• **Data shown**:
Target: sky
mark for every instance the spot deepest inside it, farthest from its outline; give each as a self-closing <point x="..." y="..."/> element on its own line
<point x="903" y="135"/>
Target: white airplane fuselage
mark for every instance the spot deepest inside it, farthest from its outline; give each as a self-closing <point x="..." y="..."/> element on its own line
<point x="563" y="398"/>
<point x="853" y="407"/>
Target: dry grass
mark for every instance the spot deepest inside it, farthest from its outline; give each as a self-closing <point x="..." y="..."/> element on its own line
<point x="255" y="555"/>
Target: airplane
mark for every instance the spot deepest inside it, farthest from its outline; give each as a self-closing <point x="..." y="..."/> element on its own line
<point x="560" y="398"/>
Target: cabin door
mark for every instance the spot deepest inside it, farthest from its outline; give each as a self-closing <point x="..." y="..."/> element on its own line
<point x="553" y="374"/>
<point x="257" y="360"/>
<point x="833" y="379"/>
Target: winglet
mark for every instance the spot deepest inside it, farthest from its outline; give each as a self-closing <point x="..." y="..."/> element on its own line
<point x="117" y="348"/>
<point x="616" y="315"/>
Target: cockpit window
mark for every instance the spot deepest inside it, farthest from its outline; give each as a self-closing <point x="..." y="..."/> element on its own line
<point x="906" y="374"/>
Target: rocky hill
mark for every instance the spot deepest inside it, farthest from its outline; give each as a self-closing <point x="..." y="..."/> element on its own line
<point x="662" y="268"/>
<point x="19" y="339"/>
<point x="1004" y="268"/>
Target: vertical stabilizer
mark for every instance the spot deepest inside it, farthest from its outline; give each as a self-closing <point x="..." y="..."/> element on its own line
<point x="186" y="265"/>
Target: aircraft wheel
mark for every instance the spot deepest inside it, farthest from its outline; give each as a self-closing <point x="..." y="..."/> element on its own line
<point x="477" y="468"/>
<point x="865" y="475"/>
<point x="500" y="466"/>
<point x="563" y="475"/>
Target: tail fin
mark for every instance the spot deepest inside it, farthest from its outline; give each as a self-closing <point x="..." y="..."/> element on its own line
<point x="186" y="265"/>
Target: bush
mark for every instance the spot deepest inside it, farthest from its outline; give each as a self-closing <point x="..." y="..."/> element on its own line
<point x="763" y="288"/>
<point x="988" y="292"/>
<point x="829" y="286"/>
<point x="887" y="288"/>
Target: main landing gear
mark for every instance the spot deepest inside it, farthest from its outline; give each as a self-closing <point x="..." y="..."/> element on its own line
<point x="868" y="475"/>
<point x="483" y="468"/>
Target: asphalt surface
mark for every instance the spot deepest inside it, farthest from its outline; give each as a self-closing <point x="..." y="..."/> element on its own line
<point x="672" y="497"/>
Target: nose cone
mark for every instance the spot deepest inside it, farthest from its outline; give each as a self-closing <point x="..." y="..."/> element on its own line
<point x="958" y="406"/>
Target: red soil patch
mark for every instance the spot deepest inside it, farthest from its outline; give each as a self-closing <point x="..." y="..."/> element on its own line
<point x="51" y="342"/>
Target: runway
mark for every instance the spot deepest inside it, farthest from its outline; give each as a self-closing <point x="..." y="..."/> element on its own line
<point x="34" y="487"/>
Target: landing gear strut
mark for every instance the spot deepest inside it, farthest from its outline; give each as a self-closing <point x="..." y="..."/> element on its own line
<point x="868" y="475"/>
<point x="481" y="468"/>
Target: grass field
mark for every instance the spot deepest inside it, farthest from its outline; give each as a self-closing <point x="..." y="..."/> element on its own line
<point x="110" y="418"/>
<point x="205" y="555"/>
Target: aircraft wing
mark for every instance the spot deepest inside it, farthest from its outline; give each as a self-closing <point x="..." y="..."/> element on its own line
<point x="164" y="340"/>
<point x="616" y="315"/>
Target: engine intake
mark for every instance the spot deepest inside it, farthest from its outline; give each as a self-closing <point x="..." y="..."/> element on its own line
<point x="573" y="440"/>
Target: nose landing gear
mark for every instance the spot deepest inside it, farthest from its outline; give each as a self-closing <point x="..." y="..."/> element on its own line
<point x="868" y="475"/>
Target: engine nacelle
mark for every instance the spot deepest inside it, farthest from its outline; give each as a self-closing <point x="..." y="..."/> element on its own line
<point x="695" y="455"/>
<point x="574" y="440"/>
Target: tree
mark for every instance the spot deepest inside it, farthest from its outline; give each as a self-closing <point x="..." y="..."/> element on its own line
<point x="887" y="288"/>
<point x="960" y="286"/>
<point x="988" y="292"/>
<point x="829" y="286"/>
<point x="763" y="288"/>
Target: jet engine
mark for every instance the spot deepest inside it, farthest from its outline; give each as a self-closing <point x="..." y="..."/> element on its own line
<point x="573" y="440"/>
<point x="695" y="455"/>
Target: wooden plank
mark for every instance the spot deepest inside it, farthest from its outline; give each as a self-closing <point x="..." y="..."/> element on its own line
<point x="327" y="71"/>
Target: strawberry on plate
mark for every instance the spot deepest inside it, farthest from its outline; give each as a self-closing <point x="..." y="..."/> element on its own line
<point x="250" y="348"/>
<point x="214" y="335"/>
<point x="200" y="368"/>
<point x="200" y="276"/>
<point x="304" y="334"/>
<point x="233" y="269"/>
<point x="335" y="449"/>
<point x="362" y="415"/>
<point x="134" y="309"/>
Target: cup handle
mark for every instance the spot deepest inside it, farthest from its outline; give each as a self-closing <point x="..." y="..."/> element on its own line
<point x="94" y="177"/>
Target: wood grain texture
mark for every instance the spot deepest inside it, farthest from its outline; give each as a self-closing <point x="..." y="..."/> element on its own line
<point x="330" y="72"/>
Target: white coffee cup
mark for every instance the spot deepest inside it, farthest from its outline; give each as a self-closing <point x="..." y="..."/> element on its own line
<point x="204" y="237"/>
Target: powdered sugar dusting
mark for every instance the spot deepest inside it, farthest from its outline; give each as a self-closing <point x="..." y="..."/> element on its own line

• **How to complete this task**: Give a verbatim copy of the material above.

• **Task output**:
Target: sky
mark for every instance the spot deepest inside it, farthest from its outline; give each as a self-closing <point x="..." y="..."/> element on its own line
<point x="903" y="135"/>
Target: white airplane fuselage
mark for every instance the spot deepest inside it, farthest from its outline; give each as a self-closing <point x="..." y="..."/> element on its own line
<point x="563" y="398"/>
<point x="853" y="407"/>
Target: dry grass
mark for every instance the spot deepest inside it, farthest from its outline; give each as a self-closing <point x="..." y="..."/> element on its own line
<point x="255" y="555"/>
Target: airplane
mark for every instance the spot deepest inside it, farthest from its outline; give each as a self-closing <point x="..." y="..."/> element on its own line
<point x="560" y="398"/>
Target: cabin door
mark for every instance the spot deepest inside it, farthest from its outline; give each as a self-closing <point x="..." y="..."/> element on its own line
<point x="553" y="374"/>
<point x="257" y="360"/>
<point x="833" y="379"/>
Target: winglet
mark for every instance the spot deepest inside it, farthest from its outline; give each as a self-closing <point x="..." y="..."/> element on its own line
<point x="117" y="348"/>
<point x="616" y="315"/>
Target: cockpit window
mark for every instance the spot deepest inside it, farthest from its outline; give each as a self-closing <point x="..." y="..."/> element on its own line
<point x="906" y="374"/>
Target: rocky hill
mark for every instance the spot deepest inside it, farthest from its outline; give each as a self-closing <point x="..." y="..."/> element on its own line
<point x="662" y="268"/>
<point x="19" y="339"/>
<point x="1004" y="268"/>
Target: vertical stabilizer
mark for every instance the spot deepest inside it, farthest from its outline; give each as a self-closing <point x="..." y="..."/> element on its own line
<point x="186" y="265"/>
Target: aircraft wheel
mark for every instance the spot deepest inside it, farthest from its outline; give each as a self-closing <point x="..." y="..."/> element on its own line
<point x="477" y="468"/>
<point x="865" y="475"/>
<point x="500" y="466"/>
<point x="563" y="475"/>
Target: tail fin
mark for every instance the spot deepest inside it, farthest from its outline; give each as a self-closing <point x="..." y="..."/> element on its own line
<point x="186" y="265"/>
Target: bush
mark for every instance the spot deepest inside it, farthest from its outline; give each as a self-closing <point x="..." y="..."/> element on its own line
<point x="763" y="288"/>
<point x="988" y="292"/>
<point x="829" y="286"/>
<point x="887" y="288"/>
Target: main landing gear
mark for every instance the spot deepest inside it, farthest from its outline; give each as a self-closing <point x="..." y="..."/> element on its own line
<point x="868" y="475"/>
<point x="483" y="468"/>
Target: asphalt surface
mark for every instance the spot deepest inside it, farthest from its outline; give each as a self-closing <point x="..." y="..."/> element on its own line
<point x="672" y="497"/>
Target: nose cone
mark for every instance the spot deepest inside it, farthest from its outline; give each as a self-closing <point x="..." y="..."/> element on its own line
<point x="958" y="406"/>
Target: red soil patch
mark for every instance the spot deepest inside it, farthest from its outline; give each as a self-closing <point x="..." y="..."/> element on its own line
<point x="51" y="342"/>
Target: runway
mark for every instance the spot deepest inside it, farthest from its outline; give each as a self-closing <point x="..." y="..."/> element on its own line
<point x="34" y="487"/>
Target: landing gear strut
mark for every instance the spot deepest inside it, farthest from its outline; give each as a self-closing <point x="..." y="..."/> element on its own line
<point x="868" y="475"/>
<point x="481" y="468"/>
Target: grass field
mark for every instance the spot deepest inside it, farthest from its outline; give each as a self-closing <point x="..." y="..."/> element on its own line
<point x="110" y="418"/>
<point x="205" y="555"/>
Target: aircraft wing
mark for every instance the spot deepest inside it, farthest from its outline; give each as a self-closing <point x="..." y="..."/> element on its own line
<point x="164" y="340"/>
<point x="616" y="315"/>
Target: engine intake
mark for every instance the spot deepest inside it, farthest from its outline; give each as a self-closing <point x="..." y="..."/> element on its own line
<point x="573" y="440"/>
Target: nose landing gear
mark for every instance the spot deepest inside it, farthest from its outline; give each as a self-closing <point x="..." y="..."/> element on its own line
<point x="868" y="475"/>
Target: engine nacelle
mark for every instance the spot deepest inside it, farthest from its outline; give each as a self-closing <point x="..." y="..."/> element on its own line
<point x="695" y="455"/>
<point x="574" y="440"/>
Target: tree
mark for every instance the spot deepest inside it, farthest from its outline; give each as a self-closing <point x="..." y="..."/> element on its own line
<point x="887" y="288"/>
<point x="960" y="286"/>
<point x="988" y="292"/>
<point x="829" y="286"/>
<point x="763" y="288"/>
Target: jet engine
mark for every instance the spot deepest inside it, farthest from its outline; give each as a self-closing <point x="..." y="..."/> element on its own line
<point x="573" y="440"/>
<point x="695" y="455"/>
Target: wooden plank
mark for every instance the spot deepest inside it, farthest from its outline; give each as a self-closing <point x="..." y="..."/> element on its own line
<point x="327" y="71"/>
Target: strawberry on plate
mark for every instance the spot deepest inside it, farthest from its outline; give each as a self-closing <point x="..." y="..."/> element on its own line
<point x="250" y="348"/>
<point x="214" y="335"/>
<point x="200" y="368"/>
<point x="200" y="276"/>
<point x="304" y="334"/>
<point x="233" y="269"/>
<point x="335" y="449"/>
<point x="362" y="415"/>
<point x="134" y="309"/>
Target: cup handle
mark for every instance the spot deepest inside it, farthest from its outline; give each as a self-closing <point x="..." y="..."/> element on its own line
<point x="94" y="177"/>
Target: wood grain texture
mark for every instance the spot deepest inside it, farthest from its outline; give each as a self-closing <point x="..." y="..."/> element on its own line
<point x="330" y="72"/>
Target: white coffee cup
mark for every instance the spot deepest inside it, farthest from its outline; give each as a self-closing <point x="..." y="..."/> element on its own line
<point x="204" y="237"/>
Target: powdered sugar dusting
mark for every instance the spot deepest inside it, farthest from its outline; give each as a self-closing <point x="..." y="..."/> element on its own line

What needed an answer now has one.